# 작업 지시
아래 항목에서 "find white wall" 문구가 있는 줄에서 시작해 "Query: white wall" 문구가 있는 줄에서 멈추고, 양 끝 줄을 포함한 이 줄들만 한 글자도 바꾸지 말고 그대로 돌려주세요. 다른 줄은 넣지 마세요.

==== 입력 자료

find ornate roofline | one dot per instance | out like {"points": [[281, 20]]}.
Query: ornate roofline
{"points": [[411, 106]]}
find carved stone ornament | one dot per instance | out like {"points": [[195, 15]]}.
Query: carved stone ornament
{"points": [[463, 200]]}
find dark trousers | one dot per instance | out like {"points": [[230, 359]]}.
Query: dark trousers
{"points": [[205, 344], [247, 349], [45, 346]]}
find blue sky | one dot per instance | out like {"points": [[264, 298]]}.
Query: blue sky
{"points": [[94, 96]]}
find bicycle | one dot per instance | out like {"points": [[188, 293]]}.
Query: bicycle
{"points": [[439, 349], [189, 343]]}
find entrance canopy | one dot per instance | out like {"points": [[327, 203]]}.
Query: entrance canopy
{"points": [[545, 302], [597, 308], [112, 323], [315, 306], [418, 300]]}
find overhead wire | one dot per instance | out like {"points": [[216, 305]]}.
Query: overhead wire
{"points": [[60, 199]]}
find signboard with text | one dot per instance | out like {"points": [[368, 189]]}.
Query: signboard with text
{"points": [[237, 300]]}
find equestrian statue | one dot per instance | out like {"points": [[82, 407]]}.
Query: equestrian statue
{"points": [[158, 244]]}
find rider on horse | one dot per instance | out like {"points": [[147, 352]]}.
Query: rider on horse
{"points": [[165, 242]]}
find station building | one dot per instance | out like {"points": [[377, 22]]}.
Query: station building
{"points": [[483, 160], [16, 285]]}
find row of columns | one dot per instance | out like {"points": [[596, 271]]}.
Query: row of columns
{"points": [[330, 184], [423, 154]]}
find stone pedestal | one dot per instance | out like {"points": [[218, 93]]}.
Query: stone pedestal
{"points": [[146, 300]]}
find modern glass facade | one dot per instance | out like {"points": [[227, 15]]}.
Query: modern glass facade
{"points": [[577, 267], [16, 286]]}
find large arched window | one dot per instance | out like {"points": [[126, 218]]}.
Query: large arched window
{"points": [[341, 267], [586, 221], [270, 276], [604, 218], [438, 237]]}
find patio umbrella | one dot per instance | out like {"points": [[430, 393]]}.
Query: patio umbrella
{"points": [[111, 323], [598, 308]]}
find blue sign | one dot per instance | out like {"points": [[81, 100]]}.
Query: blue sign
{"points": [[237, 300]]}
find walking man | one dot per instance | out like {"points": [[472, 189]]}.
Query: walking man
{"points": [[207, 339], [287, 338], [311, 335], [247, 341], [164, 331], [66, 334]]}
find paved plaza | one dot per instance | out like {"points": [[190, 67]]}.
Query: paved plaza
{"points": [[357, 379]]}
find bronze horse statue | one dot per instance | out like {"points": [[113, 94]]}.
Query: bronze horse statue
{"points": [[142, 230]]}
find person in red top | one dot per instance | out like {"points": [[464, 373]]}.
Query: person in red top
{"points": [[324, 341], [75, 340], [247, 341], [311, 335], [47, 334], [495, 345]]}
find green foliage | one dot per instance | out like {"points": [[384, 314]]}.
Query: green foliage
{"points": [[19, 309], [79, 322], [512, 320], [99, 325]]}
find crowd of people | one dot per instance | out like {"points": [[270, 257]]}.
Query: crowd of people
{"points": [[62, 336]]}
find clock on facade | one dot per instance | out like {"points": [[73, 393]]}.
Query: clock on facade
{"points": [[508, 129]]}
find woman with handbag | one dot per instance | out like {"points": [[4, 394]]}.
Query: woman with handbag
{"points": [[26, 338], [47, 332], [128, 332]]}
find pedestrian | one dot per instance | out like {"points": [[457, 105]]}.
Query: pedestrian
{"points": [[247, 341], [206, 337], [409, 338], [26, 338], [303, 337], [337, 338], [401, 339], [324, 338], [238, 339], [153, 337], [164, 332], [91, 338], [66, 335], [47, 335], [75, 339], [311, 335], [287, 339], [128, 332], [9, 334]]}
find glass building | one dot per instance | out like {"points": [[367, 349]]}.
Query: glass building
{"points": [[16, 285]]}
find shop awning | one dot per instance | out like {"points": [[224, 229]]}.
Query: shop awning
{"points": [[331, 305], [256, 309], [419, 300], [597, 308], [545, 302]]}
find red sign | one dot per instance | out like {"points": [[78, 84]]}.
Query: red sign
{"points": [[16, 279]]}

========
==== 입력 자료

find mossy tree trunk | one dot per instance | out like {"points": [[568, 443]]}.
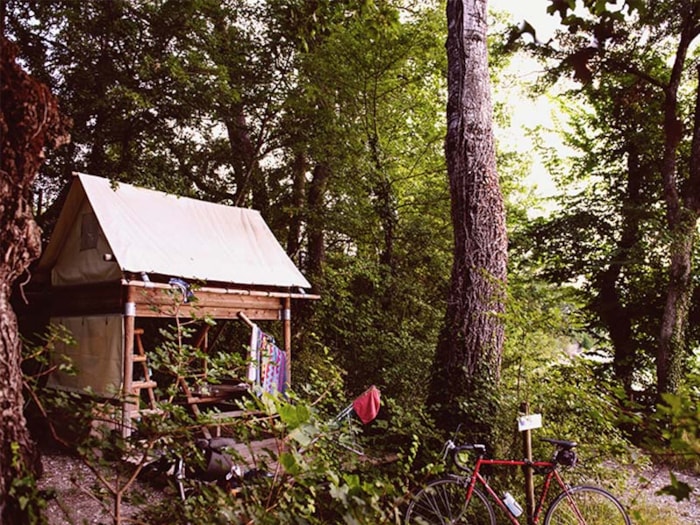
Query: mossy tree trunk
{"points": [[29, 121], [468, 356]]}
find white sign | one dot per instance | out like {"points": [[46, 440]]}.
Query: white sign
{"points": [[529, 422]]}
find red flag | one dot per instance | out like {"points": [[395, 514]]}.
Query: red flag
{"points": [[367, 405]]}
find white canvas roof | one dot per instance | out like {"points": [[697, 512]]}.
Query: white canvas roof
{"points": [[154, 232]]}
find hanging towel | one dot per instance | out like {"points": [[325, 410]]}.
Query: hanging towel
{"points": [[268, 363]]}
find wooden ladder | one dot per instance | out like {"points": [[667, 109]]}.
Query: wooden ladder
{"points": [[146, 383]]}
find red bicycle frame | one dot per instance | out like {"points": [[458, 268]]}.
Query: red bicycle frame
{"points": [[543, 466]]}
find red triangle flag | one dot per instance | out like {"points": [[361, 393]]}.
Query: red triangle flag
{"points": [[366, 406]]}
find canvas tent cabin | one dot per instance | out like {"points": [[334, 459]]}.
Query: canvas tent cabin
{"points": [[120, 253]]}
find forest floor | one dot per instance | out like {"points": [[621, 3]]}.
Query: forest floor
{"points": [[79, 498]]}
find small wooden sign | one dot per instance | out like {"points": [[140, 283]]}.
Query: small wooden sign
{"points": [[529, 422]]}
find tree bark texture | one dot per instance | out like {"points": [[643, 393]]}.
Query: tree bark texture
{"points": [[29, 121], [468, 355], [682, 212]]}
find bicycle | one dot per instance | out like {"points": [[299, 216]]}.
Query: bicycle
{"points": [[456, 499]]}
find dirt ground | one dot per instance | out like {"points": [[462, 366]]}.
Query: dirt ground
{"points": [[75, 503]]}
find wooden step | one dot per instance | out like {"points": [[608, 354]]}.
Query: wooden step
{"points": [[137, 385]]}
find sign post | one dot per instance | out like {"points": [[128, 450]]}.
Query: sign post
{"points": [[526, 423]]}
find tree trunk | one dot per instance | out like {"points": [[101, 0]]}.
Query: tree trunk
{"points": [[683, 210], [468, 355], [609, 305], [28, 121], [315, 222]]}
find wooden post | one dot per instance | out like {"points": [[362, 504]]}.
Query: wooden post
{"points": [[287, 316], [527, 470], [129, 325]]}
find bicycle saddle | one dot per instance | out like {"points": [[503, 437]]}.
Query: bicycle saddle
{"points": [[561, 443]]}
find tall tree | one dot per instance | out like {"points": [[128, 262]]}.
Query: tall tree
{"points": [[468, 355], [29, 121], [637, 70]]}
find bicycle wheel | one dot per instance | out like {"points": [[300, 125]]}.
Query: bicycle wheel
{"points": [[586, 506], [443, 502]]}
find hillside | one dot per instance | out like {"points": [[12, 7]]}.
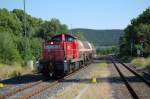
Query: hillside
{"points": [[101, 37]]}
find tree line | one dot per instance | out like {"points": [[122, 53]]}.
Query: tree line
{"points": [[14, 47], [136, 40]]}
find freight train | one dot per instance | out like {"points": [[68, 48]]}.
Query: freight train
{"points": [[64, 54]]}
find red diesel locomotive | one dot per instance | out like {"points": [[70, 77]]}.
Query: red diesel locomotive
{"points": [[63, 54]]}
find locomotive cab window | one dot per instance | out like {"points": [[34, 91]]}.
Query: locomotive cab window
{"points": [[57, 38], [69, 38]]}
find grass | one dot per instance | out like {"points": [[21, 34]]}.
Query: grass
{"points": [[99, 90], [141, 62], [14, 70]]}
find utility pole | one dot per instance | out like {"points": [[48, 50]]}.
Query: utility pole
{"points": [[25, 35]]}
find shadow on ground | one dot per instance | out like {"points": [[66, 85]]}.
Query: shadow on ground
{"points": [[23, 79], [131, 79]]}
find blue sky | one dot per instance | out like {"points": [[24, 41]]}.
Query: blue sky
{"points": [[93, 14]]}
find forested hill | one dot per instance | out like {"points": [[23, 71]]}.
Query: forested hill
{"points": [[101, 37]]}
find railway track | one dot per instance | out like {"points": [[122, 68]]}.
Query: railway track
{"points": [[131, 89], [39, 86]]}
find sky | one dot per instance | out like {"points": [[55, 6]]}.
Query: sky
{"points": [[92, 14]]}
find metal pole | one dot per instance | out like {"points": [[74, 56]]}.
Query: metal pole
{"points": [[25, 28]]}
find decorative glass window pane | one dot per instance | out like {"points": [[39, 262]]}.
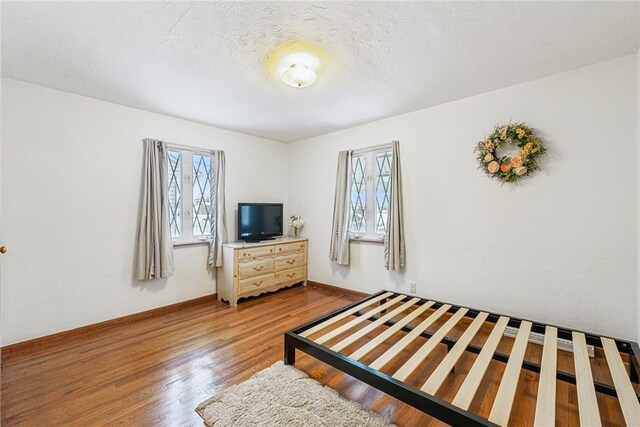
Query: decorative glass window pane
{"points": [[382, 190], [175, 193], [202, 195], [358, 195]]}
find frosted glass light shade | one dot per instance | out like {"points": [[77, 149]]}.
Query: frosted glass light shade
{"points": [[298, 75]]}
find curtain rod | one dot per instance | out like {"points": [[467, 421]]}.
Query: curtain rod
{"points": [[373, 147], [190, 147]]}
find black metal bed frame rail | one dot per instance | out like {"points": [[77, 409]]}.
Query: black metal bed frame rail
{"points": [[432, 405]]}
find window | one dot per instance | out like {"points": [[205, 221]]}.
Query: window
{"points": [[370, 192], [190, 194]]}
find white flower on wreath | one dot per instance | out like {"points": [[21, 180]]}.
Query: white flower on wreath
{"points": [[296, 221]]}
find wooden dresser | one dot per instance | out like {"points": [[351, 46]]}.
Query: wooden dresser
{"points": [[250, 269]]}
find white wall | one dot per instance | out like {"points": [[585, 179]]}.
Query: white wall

========

# 작업 응답
find white wall | one dot per instance | out like {"points": [[585, 179]]}.
Query: white wall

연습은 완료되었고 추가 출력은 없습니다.